Rewrite the material from the line with "target: light wood surface" through the end, replacing "hair tie" with "hair band" and leaving everything else unchanged.
** BEGIN Given information **
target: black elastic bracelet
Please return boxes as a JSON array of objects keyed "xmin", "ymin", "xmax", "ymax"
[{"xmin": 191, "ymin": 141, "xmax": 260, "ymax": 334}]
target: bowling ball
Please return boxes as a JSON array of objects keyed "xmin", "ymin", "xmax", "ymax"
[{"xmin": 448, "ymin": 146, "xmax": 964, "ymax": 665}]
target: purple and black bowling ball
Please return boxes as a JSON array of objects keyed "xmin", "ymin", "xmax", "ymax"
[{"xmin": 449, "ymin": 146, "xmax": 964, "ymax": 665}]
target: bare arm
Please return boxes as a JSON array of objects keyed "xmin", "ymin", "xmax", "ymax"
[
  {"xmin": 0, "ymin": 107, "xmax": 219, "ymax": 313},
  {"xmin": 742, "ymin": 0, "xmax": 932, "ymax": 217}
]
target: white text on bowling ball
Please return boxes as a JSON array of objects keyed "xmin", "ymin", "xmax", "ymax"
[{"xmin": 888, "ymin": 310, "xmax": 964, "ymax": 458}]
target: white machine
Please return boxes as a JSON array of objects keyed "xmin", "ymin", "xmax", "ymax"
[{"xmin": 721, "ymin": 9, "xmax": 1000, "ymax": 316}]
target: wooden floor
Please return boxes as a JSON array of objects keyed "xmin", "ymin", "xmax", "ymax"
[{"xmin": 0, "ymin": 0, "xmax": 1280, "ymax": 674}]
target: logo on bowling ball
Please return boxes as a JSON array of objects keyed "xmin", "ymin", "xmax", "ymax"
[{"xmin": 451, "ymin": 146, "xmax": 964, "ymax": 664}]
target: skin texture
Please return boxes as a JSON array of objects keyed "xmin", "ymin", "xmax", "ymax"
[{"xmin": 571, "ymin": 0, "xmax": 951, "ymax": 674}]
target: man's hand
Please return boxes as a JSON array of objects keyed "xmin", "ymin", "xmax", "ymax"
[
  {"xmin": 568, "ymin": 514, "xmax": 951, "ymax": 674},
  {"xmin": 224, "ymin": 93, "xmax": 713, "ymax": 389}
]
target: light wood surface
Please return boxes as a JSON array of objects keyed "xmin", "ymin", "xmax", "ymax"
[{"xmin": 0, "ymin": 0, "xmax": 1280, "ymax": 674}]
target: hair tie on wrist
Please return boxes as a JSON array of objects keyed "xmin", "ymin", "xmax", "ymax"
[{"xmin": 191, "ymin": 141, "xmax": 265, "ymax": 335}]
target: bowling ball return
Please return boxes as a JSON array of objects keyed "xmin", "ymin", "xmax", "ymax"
** END Given information **
Response for this exercise:
target: light wood surface
Please return boxes as a JSON array of objects keyed "xmin", "ymin", "xmax", "ymax"
[{"xmin": 0, "ymin": 0, "xmax": 1280, "ymax": 674}]
target: hair band on wrist
Please return boxes as a JSON array of objects keyed "xmin", "ymin", "xmax", "ymax"
[{"xmin": 191, "ymin": 141, "xmax": 265, "ymax": 335}]
target: bowling ball return
Please return boxes as a JSON array of objects keyed "xmin", "ymin", "xmax", "ymax"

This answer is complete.